As the Foreign Secretary never tires of pointing out, the Maastricht treaty was a setback for federalists and centralisers in that it left foreign and security policies and many Home Office issues in the hands of national governments and formally enshrined the principle of subsidiarity in Article 3b. This states that the Community should act only where the objectives cannot be sufficiently achieved by member states. As a consequence, Community laws and proposals are now to be examined to determine whether they intrude on areas that should be left to national governments.
This sounds simple but will prove complex in practice. Curbing the responsibilities of the Commission will not be a matter of European governments uniting against the bureaucrats of Brussels. Many of the Commission's responsibilities have not been snatched by power-hungry officials but thrust upon the body by governments and, to some extent, the European Parliament. The Commission is overstretched and has been wanting for some time to reduce its involvement in detail.
Subsidiarity means different things to different governments, and often something else to their people. For Britain it can mean the right to drink dirty water, swim off polluted beaches and drive roads through beauty spots, so it will not be automatically popular, especially among environmental pressure groups, and it is causing disputes even within the British government. The French seem to hope that subsidiarity will give them freedom to subsidise state industries and permit mergers without reference to Brussels, which will be unpopular with other governments. Poorer countries can invoke it in defence of paying low wages and ignoring safety standards, which others will regard as creating unfair competition.

--

Things to do:
1. In the passage on subsidiarity above, which article of the Maastricht treaty formally enshrined the principle of subsidiarity?
2. Continue the passage on subsidiarity from the point where it ends.

--

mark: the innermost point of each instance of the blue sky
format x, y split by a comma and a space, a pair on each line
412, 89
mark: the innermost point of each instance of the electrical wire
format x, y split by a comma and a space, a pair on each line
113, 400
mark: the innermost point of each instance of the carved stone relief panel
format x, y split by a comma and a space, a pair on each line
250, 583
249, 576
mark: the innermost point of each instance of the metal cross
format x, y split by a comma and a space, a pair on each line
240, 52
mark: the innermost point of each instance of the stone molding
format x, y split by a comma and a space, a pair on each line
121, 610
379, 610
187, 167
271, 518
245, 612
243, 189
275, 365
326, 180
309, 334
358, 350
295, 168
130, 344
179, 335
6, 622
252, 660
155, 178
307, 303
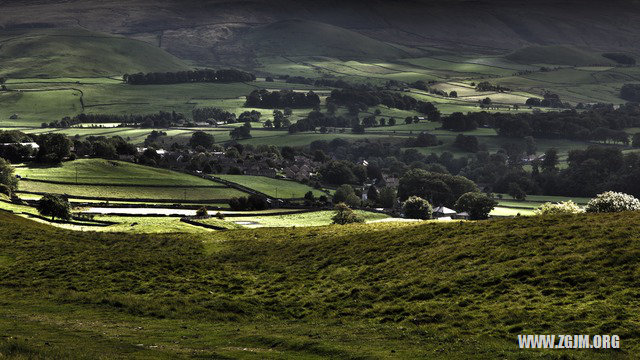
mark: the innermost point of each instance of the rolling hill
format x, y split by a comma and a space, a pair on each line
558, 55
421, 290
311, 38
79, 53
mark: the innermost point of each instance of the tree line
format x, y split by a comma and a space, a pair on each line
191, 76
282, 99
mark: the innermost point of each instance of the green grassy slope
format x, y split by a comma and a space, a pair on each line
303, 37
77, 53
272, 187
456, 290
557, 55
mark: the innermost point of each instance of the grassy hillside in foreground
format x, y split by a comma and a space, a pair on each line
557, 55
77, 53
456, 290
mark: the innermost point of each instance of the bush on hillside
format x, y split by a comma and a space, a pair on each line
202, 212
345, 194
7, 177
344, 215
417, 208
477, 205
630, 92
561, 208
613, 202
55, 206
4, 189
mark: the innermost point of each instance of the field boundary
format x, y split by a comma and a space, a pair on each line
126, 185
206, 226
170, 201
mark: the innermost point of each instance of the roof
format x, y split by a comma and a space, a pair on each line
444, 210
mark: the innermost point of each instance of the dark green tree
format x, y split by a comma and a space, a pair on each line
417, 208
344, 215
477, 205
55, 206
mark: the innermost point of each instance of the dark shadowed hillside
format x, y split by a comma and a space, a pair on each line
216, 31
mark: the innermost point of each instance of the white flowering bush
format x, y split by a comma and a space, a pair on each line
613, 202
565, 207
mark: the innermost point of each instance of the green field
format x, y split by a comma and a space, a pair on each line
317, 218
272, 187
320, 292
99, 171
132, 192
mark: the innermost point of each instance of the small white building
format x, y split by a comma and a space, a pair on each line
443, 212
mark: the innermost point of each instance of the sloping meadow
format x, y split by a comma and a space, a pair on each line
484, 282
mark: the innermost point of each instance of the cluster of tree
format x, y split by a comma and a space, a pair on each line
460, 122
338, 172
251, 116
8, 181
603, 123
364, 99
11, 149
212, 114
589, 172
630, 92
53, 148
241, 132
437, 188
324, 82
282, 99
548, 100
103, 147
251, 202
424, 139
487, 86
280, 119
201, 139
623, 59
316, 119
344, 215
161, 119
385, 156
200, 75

--

Task-by-task outputs:
1. Article 3b.

2.
Thus any idea that the process of weeding out measures which do not pass the subsidiarity test will be a matter for cool lawyers and officials must be dismissed. If it is taken at all seriously, it will be a highly political matter requiring commitment and compromise among member governments holding different views of Europe and of their own responsibilities. Furthermore, if it is seen as a quick fix designed primarily for public relations purposes, it will risk making wrong decisions on much wider issues involving levels of government within nation states, as well as in Europe. In Germany, for instance, it has reopened debate on the powers of the Lander, and it could well do the same for local government in Britain.
For the British government, while holding the presidency, the basic principle to hold on to is that the primary responsibility of the Commission is to make the single market work properly when it comes into effect at the start of next year. The emphasis must therefore be on harmonisation of markets, reasonably level playing fields for industry, abolition of non-tariff barriers internally and the lowest-possible barriers to the outside world. Environmental issues impinge on the Community where they affect industrial costs or involve cross-frontier pollution by air or water, but if the British wish to swim in locally polluted waters, that is their affair, or they should take it up with their local and national authorities, though there might be a case for the Community insisting on full information being made public.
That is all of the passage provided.